Work to complete: Reproduce verbatim the lines of the data below, starting at the line that contains "Put a dot on each instance of the man" and ending at the line that contains "column 144, row 175", with both of those lines included.

Dataset:
____________________

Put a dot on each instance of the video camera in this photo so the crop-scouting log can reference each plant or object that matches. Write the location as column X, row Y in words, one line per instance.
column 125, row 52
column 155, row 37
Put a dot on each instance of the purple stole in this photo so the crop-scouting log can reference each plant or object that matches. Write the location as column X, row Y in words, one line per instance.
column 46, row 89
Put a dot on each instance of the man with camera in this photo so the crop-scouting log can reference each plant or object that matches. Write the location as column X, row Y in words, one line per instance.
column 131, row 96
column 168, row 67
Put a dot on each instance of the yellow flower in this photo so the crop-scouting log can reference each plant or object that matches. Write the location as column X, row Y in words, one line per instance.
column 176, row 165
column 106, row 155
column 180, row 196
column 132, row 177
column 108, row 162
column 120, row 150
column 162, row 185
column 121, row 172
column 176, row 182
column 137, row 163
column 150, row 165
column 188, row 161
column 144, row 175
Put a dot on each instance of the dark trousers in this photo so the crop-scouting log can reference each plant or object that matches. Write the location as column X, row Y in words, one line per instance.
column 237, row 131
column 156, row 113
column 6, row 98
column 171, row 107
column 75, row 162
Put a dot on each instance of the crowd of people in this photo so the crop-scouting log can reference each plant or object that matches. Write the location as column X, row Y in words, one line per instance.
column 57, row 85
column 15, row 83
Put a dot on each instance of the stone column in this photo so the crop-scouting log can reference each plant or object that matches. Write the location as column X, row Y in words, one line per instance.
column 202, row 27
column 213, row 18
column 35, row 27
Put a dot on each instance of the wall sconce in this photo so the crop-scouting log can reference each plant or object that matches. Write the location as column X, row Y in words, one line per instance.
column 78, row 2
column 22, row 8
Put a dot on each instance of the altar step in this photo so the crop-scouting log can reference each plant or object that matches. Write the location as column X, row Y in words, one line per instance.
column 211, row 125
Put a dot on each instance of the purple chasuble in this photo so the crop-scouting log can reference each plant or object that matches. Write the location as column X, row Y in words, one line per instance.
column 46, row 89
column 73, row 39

____________________

Answer for this exercise:
Put a dot on each instance of the man with camera in this photo so the crop-scouting log can reference each plant or object that matches. Write the location as column X, row Y in words, one line per instance.
column 131, row 96
column 168, row 67
Put a dot on each instance of the yellow flower in this photo so the crop-scouting log can reference each plant or object that matches. Write the location as column X, row Y in words, one line per instance.
column 176, row 165
column 106, row 155
column 180, row 196
column 132, row 177
column 108, row 162
column 120, row 150
column 162, row 185
column 121, row 172
column 176, row 182
column 137, row 163
column 150, row 165
column 188, row 161
column 144, row 175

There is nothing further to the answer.